▶ **Problem to work on**: Only the lines from the line holding "Please indicate the dark uniform jacket" to the last line should be output, each exactly as given.

***

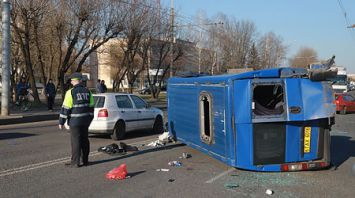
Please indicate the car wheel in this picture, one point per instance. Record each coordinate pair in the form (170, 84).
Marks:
(158, 125)
(119, 131)
(343, 111)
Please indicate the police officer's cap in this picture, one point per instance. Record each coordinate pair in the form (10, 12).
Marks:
(76, 76)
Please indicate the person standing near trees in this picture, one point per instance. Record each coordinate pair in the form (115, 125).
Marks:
(98, 86)
(78, 110)
(22, 89)
(50, 92)
(103, 87)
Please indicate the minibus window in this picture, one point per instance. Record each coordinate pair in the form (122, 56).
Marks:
(205, 108)
(268, 99)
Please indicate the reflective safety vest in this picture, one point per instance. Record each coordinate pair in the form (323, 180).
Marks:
(78, 107)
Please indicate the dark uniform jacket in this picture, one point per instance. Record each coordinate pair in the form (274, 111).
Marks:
(78, 107)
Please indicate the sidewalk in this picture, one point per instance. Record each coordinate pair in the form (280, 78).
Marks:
(35, 114)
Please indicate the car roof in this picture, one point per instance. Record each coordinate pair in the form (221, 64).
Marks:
(111, 94)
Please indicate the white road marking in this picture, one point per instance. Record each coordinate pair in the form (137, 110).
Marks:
(54, 162)
(338, 132)
(213, 179)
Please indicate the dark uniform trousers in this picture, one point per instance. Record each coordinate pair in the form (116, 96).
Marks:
(80, 144)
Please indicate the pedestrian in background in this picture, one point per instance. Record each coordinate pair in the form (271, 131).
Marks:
(50, 92)
(98, 88)
(22, 89)
(103, 87)
(78, 111)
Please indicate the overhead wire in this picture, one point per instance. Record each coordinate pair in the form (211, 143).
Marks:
(348, 24)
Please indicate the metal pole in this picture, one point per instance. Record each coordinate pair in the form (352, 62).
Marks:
(172, 37)
(6, 49)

***

▶ **Response for this exercise**:
Please indicate the dark uniform jacket in this picture, one point per instance. Record each coordinate pair in the form (274, 111).
Marks:
(78, 107)
Please indicate the sidewalk in this picture, one point per instance. Record each coordinate pair in the form (280, 78).
Marks:
(35, 114)
Please indicate the car roof in this picture, one point per instance. Record each coordinate pair in the form (221, 64).
Marks:
(111, 94)
Please indicate the white road marking in this picture, one point per instance. Record each coordinate pair in the form (137, 110).
Marks:
(54, 162)
(338, 132)
(213, 179)
Please indicate the dark uniform trousers in this picture, one point per instance. Record each coordinate pair in the form (116, 96).
Marks:
(80, 144)
Please indicate the pedestrian in background in this picture, one point per instance. Record each coordinate pair in the form (271, 131).
Marks:
(50, 92)
(98, 88)
(22, 89)
(103, 87)
(78, 111)
Please indicate the overhead wire in this picture, one point per instance. Record each coordinate pair in the form (211, 143).
Marks:
(348, 24)
Please indicate the metal pole in this picture, one point per instance. Record each coordinate pair in the form (352, 62).
Marks:
(172, 37)
(6, 49)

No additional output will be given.